## [TUGAS DAN LATIHAN]
#1 Tentukan apakah setiap pernyataan berikut sesuai dengan teks tentang zakat bagi korban kekerasan. Jawab ya atau tidak, lalu kutip kata-kata penentu dari teks tersebut. (a) Yunan Yusuf adalah Guru Besar Ilmu Tafsir. (b) Menurut Yunan, definisi fuqoro dan masakin harus dipersempit. (c) Yunan menilai buku ‘Zakat bagi Korban Kekerasan terhadap Perempuan dan Anak’ sebagai sebuah terobosan.
#2 Perpanjang teks tentang zakat bagi korban kekerasan dengan melanjutkannya setelah kalimat terakhir.

## [TEKS KUTIPAN]
⟨
Dukungan zakat bagi korban kekerasan pun diberikan Guru Besar Ilmu Tafsir Prof. Yunan Yusuf. Ia mengemukakan sudah saatnya meredefinisi unsur-unsur mustahik zakat, dimana selama ini hanya diperuntukkan kepada delapan golongan apabila dikaji secara tekstual. Yunan mengatakan pemberdayaan perempuan korban kekerasan sesungguhnya dapat dimasukkan dalam daftar penerima zakat.
“Korban kekerasan perempuan dan anak, kalau dilihat dari qiyas tidak salah kita melakukan redefinisi terhadap unsur-unsur mustahik zakat sehingga tidak hanya terpaku pada teks dalam al-Quran, tetapi keluar dari makna itu seperti hamba sahaya tidak ada lagi, kemudian definisi fuqoro dan masakin harus dilebarkan lagi. Tidak ada salahnya, sudah wajib kita memberikan zakat kepada korban kekerasan perempuan dan anak,” kata Yunan Yusuf.
Menurut Yunan, buku ‘Zakat bagi Korban Kekerasan terhadap Perempuan dan Anak’ menjadi terobosan sangat kuat mengetuk kesadaran semua pihak dalam rangka memberikan pelayanan dan pemberdayaan terhadap korban kekerasan terhadap perempuan dan anak.
⟩
[Data penautan ekspresi rujukan]
⟨
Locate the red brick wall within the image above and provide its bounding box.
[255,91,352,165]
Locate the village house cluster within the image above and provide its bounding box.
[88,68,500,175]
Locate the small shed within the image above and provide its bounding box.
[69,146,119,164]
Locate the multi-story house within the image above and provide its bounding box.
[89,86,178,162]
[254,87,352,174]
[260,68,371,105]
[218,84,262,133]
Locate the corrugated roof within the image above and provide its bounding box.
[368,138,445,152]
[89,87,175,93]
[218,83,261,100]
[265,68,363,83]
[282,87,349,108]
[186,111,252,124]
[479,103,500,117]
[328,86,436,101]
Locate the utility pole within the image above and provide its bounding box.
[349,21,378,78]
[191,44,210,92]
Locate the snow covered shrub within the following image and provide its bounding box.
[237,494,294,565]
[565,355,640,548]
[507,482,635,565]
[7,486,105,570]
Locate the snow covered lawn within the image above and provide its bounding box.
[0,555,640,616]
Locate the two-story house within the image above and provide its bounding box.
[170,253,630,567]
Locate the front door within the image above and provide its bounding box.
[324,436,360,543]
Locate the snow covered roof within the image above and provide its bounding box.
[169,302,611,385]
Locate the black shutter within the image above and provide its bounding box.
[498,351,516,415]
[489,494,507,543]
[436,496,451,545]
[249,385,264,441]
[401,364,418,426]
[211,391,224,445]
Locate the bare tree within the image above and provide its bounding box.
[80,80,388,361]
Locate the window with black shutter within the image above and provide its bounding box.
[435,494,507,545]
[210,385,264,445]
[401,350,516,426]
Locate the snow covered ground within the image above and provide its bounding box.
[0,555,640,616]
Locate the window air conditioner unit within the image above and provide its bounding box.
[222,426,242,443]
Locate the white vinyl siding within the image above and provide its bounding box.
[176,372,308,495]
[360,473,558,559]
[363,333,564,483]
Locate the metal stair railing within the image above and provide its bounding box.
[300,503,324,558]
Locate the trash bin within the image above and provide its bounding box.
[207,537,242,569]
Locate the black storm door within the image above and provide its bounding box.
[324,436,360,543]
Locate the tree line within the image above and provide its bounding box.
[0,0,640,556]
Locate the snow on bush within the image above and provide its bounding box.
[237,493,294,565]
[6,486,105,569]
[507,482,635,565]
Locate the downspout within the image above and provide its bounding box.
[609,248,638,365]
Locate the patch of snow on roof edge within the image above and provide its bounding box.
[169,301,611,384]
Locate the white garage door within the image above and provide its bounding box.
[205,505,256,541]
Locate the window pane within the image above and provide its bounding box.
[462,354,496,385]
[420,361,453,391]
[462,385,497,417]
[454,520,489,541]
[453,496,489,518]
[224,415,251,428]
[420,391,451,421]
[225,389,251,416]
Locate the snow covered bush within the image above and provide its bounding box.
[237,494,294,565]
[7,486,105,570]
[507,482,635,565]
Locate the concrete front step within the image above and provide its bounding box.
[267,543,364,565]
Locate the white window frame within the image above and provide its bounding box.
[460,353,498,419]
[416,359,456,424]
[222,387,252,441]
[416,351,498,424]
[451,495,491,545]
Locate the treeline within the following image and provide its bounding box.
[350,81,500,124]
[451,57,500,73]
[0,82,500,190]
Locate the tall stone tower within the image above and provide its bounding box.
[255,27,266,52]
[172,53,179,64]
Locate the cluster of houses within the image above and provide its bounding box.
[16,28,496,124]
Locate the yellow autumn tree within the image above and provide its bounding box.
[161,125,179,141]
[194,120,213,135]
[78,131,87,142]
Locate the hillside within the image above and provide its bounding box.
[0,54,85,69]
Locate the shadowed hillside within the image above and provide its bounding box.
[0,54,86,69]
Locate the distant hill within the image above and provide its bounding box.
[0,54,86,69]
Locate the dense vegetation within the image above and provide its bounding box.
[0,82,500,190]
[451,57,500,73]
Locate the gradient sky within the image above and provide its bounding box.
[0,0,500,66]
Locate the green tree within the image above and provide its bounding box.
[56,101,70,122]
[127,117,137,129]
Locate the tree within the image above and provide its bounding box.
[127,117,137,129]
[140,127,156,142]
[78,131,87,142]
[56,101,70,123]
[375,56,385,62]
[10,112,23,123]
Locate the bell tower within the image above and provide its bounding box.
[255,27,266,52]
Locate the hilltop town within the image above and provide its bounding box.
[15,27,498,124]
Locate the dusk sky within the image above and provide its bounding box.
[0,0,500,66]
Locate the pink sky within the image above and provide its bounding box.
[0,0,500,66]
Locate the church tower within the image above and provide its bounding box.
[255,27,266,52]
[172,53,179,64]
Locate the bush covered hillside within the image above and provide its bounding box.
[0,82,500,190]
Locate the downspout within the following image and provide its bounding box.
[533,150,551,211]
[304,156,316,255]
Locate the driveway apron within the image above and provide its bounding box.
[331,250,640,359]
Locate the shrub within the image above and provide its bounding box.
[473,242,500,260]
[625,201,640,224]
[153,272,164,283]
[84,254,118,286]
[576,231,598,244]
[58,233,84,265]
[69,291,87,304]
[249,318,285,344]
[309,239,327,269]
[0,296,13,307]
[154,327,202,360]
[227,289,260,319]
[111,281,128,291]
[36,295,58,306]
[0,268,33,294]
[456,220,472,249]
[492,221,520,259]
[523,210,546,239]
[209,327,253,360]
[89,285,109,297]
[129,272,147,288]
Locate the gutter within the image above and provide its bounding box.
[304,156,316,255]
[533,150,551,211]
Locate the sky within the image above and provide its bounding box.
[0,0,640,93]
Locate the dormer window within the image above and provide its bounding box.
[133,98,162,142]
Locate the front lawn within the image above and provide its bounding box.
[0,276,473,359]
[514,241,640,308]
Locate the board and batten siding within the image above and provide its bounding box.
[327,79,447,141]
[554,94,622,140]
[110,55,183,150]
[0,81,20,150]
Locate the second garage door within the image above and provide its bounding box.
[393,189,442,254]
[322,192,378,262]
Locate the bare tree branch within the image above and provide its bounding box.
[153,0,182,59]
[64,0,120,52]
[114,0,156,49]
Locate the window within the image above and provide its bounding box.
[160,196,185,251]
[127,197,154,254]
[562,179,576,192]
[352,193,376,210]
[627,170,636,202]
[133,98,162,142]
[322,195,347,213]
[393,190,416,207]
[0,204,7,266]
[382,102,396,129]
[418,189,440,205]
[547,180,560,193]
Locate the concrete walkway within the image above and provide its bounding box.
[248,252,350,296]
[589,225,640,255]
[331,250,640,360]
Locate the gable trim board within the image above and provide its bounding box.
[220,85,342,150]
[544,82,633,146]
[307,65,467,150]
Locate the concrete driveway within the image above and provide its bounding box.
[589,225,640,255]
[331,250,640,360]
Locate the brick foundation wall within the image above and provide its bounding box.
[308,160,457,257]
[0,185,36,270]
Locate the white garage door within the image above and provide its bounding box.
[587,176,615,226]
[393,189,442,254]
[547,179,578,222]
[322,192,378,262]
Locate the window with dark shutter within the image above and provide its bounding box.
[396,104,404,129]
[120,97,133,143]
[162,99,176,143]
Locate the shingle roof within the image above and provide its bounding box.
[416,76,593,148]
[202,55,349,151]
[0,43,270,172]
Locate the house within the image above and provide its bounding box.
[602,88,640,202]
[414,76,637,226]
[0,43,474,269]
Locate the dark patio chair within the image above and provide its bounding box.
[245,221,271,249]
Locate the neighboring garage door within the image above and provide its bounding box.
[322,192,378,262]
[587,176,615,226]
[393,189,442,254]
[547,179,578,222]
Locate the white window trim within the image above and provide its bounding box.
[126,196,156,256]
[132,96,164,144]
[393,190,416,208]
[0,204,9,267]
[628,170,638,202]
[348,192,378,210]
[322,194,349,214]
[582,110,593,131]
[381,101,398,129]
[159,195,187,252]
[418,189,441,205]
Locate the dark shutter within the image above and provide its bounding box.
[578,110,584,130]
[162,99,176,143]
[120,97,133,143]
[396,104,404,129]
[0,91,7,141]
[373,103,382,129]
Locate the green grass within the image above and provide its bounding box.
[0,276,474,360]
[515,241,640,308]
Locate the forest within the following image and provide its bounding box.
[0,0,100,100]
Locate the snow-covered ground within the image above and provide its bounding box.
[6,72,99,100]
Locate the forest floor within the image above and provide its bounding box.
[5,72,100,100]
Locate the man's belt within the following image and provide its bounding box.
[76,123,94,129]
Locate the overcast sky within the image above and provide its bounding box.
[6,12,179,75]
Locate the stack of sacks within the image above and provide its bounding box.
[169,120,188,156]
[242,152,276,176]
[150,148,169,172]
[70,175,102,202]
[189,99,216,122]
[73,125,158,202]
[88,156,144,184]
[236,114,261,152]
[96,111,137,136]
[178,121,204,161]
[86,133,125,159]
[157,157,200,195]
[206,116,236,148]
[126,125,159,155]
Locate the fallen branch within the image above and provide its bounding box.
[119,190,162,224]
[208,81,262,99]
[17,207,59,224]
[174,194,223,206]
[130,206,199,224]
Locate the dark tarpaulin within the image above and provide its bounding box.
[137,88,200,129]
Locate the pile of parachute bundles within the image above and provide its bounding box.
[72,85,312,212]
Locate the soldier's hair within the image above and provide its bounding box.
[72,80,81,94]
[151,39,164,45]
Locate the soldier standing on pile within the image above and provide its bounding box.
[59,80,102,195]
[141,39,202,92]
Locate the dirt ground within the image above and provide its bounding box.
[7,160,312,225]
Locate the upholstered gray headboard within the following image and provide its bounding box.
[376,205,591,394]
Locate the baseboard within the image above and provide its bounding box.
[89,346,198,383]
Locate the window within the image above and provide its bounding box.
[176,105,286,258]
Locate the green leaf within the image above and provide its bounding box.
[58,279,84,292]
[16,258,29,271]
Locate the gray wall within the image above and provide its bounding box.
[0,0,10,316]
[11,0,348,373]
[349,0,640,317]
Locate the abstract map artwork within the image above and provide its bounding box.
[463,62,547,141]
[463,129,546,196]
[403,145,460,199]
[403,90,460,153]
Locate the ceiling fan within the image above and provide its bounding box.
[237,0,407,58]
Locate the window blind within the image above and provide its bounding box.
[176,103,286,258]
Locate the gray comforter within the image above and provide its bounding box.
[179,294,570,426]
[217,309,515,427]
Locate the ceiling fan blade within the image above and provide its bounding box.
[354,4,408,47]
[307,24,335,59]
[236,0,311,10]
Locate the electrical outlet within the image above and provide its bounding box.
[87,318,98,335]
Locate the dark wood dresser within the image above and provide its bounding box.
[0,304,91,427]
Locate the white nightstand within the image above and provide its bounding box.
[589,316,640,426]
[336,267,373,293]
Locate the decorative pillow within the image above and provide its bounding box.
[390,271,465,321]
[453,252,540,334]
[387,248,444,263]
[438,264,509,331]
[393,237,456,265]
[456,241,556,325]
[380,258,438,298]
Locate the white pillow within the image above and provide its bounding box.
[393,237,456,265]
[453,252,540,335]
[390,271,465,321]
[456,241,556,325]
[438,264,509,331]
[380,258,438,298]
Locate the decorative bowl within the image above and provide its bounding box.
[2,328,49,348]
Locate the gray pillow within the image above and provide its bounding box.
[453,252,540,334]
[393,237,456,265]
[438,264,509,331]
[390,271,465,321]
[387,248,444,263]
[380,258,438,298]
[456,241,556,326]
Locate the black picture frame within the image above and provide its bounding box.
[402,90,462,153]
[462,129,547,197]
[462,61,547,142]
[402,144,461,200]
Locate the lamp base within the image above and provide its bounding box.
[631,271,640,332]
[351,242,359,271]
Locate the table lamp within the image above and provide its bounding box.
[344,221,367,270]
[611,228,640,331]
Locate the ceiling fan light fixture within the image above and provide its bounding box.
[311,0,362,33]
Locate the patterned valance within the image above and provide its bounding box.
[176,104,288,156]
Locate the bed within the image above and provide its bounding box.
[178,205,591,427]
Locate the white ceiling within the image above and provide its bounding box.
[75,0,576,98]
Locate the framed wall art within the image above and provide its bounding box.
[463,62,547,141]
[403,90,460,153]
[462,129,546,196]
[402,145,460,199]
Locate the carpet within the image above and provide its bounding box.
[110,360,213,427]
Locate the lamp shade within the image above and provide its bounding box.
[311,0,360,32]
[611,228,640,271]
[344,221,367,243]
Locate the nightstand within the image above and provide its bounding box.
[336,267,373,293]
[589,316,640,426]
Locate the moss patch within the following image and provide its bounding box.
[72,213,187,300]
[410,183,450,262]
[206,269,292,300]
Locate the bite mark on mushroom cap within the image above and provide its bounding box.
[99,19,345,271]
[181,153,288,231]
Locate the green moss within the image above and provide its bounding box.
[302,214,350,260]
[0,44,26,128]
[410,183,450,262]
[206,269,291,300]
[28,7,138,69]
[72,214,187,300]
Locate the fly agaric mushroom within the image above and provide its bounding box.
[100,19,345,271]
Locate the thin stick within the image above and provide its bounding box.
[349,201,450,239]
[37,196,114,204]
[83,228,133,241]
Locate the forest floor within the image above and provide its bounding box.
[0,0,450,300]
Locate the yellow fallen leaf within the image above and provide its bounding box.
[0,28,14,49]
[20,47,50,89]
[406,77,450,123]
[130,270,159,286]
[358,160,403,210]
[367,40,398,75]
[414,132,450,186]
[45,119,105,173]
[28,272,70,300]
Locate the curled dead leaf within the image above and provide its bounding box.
⟩
## [JAWABAN BERNOMOR]
#1
(a) Ya: "Guru Besar Ilmu Tafsir Prof. Yunan Yusuf"
(b) Tidak: "definisi fuqoro dan masakin harus dilebarkan lagi"
(c) Ya: "menjadi terobosan sangat kuat mengetuk kesadaran semua pihak"

#2
Sementara itu, Ketua LAZISMU Pusat Hilman Latief menekankan pentingnya membahas framework terkait distribusi zakat bagi korban kekerasan. Selama ini, zakat hanya dimaknai sebagai bentuk ibadah sosial ekonomi saja. Ia sangat berharap gerakan zakat nasional ini dijadikan sebagai upaya mainstreaming program pendistribusian zakat bagi penguatan perempuan.
“Yang perlu kita ekplorasi lagi, bahwa zakat boleh jadi dimaknai sebagai ibadah maaliah ijtima’iyah al-iqtishodiyah wal insaniyah, kemanusiaan. Ini akan memperkuat perspektif kita dalam memahami ritual zakat menjadi lebih luas termasuk mendefinisikan penerima manfaat. Dan yang kita eksplorasi adalah framework yang akan dipakai bagi zakat korban kekerasan perempuan itu apa, apakah kereka akan diberikan paket sembako, kerangka seperti apa yang ingin kita bangun bagi korban kekerasan perempuan anak,” ujar Hilman Latief.
Aktivis HAM Feminis untuk Keadilan dan Demokrasi, Kamala Chandrakirana, menyoroti bahwa kekerasan merupakan persoalan universal yang terjadi di seluruh dunia, tidak terlepas negara tersebut kaya atau miskin, juga tidak terlepas dialami perempuan terdidik atau tidak terdidik.
“Kekerasan ini terjadi dan dialami perempuan dari segala lapisan masyarakat dan seluruh dunia,” ujar Kepala Kelompok Kerja PBB periode 2011-2014 ini.
Menurut Kamala, selain peran masyarakat, harus ada kemauan politik dari negara (political will) dalam mencegah dan menangani kasus kekerasan.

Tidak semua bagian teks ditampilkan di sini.